● **Schriftliche Aufgabe**
Geben Sie die folgenden Zeilen unverändert wieder. Dies gilt für sämtliche Zeilen des Datensatzes.

==========

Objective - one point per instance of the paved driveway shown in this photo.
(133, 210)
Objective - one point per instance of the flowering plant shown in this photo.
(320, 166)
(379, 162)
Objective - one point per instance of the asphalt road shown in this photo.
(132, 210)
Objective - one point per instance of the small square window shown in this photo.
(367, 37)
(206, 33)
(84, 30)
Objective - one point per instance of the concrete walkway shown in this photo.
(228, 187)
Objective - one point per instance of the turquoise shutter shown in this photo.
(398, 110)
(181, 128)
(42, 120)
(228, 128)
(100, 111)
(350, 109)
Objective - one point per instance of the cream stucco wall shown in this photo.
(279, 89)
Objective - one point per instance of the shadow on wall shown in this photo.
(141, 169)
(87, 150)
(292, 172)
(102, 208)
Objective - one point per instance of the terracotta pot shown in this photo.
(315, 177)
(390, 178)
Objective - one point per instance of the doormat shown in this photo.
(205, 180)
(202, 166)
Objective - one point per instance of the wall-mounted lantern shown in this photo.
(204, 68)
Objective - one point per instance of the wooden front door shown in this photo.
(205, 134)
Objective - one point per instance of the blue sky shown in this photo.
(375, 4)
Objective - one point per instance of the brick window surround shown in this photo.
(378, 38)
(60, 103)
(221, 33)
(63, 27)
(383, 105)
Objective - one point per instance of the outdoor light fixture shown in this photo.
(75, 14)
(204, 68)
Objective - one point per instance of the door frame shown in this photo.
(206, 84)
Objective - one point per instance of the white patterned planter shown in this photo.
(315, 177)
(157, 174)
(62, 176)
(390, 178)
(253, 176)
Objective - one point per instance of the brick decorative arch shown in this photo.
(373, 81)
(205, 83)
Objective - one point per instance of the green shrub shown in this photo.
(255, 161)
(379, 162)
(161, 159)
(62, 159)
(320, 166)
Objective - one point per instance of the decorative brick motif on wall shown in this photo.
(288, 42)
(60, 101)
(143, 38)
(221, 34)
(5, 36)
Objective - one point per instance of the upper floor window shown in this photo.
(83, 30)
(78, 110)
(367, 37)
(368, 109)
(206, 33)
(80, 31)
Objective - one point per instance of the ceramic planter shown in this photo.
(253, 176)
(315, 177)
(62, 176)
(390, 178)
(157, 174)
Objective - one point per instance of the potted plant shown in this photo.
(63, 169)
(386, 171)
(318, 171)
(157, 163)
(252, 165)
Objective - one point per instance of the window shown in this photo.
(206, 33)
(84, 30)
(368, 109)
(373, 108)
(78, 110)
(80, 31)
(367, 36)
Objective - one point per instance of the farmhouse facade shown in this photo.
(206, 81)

==========

● **Lösung**
Objective - one point per instance of the paved driveway shown in this photo.
(133, 210)
Objective - one point per instance of the flowering plant shown in this photo.
(320, 166)
(379, 162)
Objective - one point per instance of the asphalt road shown in this photo.
(132, 210)
Objective - one point per instance of the small square window shown in this photo.
(367, 37)
(206, 33)
(84, 30)
Objective - one point per instance of the concrete walkway shown in this photo.
(228, 187)
Objective - one point per instance of the turquoise shutter shown in this photo.
(398, 110)
(181, 128)
(42, 120)
(228, 128)
(100, 111)
(350, 109)
Objective - one point per instance of the cream stucco wall shown in this photo.
(279, 89)
Objective - one point per instance of the shadow on wall shown in this photo.
(141, 169)
(87, 150)
(292, 172)
(102, 208)
Objective - one point per instance of the terracotta pot shown in this photo.
(315, 177)
(390, 178)
Objective - one point per instance of the doormat shown in this photo.
(205, 180)
(202, 166)
Objective - one point per instance of the wall-mounted lantern shown in this photo.
(204, 68)
Objective - one point per instance of the wooden front door shown in this photo.
(205, 134)
Objective - one point per instance of the blue sky shown in this photo.
(375, 4)
Objective - one point per instance of the brick window surround shown in this photo.
(378, 38)
(60, 103)
(221, 33)
(63, 27)
(383, 105)
Objective - one point per instance of the outdoor light fixture shown in this photo.
(75, 14)
(204, 68)
Objective - one point per instance of the door frame shown in this photo.
(206, 84)
Objective - one point per instance of the white patterned planter shown in this photo.
(315, 177)
(157, 174)
(62, 176)
(390, 178)
(253, 176)
Objective - one point per instance of the brick decorative arch shown in this photo.
(373, 81)
(205, 83)
Objective - one point per instance of the green shrub shown in this photo.
(255, 161)
(379, 162)
(161, 159)
(62, 159)
(320, 166)
Objective - one point per instance of the decorative brick motif on wall shown in this photo.
(288, 42)
(60, 101)
(143, 38)
(221, 34)
(5, 36)
Objective - one point per instance of the upper floor window shown in this photo.
(83, 30)
(78, 110)
(367, 37)
(368, 109)
(206, 33)
(80, 31)
Objective - one point per instance of the ceramic planter shown in this photo.
(253, 176)
(315, 177)
(62, 176)
(390, 178)
(157, 174)
Objective - one point per instance of the potted plant shown in this photo.
(63, 169)
(386, 171)
(318, 171)
(157, 163)
(252, 165)
Objective - one point per instance of the window shown in this photo.
(206, 33)
(84, 30)
(368, 109)
(373, 108)
(78, 110)
(80, 31)
(367, 36)
Objective - one point per instance of the farmhouse facade shown in this photo.
(206, 81)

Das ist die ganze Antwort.